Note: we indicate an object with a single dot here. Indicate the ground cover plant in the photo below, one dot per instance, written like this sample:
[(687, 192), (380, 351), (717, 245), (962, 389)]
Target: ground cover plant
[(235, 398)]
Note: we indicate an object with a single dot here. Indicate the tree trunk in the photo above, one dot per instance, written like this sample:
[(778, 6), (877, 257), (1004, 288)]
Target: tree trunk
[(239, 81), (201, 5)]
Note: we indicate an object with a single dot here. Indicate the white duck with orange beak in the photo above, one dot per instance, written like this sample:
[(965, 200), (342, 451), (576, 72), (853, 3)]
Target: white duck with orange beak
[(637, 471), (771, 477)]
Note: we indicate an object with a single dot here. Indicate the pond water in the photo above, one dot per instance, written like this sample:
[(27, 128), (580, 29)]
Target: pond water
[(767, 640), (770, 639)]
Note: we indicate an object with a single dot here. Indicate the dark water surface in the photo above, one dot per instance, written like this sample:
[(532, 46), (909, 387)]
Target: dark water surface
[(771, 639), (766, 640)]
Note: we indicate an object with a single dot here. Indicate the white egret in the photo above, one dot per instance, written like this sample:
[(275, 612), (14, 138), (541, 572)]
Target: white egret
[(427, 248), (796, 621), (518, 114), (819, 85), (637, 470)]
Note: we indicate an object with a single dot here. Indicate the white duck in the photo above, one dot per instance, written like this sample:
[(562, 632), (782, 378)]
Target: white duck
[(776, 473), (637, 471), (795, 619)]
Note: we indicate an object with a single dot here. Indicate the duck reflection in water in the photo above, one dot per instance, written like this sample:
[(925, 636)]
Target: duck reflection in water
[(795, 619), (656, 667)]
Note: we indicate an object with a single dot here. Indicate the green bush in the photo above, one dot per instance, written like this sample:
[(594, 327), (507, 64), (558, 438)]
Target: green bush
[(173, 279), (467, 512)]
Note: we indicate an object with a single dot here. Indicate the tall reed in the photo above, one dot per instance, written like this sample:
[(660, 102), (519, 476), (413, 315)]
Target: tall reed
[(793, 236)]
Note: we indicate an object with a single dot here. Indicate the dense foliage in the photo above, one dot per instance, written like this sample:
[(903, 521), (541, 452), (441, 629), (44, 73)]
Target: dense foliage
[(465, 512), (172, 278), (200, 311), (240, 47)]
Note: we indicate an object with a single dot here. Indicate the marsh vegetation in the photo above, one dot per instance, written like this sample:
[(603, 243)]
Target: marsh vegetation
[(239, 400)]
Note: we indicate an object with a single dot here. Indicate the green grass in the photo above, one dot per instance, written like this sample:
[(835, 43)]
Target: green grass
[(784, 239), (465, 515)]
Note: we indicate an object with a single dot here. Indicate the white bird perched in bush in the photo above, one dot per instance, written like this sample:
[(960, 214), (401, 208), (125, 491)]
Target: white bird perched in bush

# What the task requires
Up to and including the line with "[(594, 327), (507, 64), (558, 438)]", please return the records exactly, beginning from their first line.

# Result of the task
Note: we indicate an object with a single dot here. Indicate the ground cover plant in the photo below, one dot per instance, written like this sample:
[(687, 192), (380, 351), (717, 245), (962, 389)]
Target: ground cover plant
[(235, 398)]
Note: we indicate an object with a single dot here. Indicate the tree trunk in the photo above, one dot per instance, written like this sample:
[(778, 6), (877, 257), (1004, 288)]
Target: tree trunk
[(239, 81), (201, 5)]
Note: we indicate an object with a single dot here. Indicate the white duck with orange beak in the photo above, one dot per instance, written like this sample:
[(965, 200), (342, 451), (576, 72), (853, 3)]
Target: white duck with orange beak
[(637, 471), (771, 477)]
Note: we indicate an object with a single dot here. Indicate the pond water in the photo above, one dot per instance, written like this sample:
[(27, 128), (580, 29)]
Target: pond water
[(767, 640), (770, 639)]
Note: we indicate an object with a single dot here. Indicate the dark water surface in the photo above, one dot per instance, written like this sample:
[(532, 46), (909, 387)]
Target: dark water surface
[(771, 639), (766, 640)]
Note: we indicate an object with a single dot here. Indicate the white egret in the photo above, one dot per instance, written like this sample:
[(275, 612), (14, 138), (541, 572)]
Target: white egret
[(427, 248), (796, 621), (518, 114), (819, 85), (637, 470)]
Note: we indicate an object with a single dot here. Indicate the white duck in the photo above, one dot per instance, written like this sample:
[(562, 632), (782, 378)]
Target: white duck
[(776, 473), (637, 471), (795, 619)]
Note: we indicate an object with a single dot here. Indicate the duck reflection in water in the photo above, one dot per instance, written like this sample:
[(925, 636)]
Target: duck reflection in water
[(795, 619), (656, 667)]
Note: we indicate an object with a single dot here. Indicate the green bush in the photo above, one dot per instance, written like this sample:
[(594, 327), (507, 64), (558, 438)]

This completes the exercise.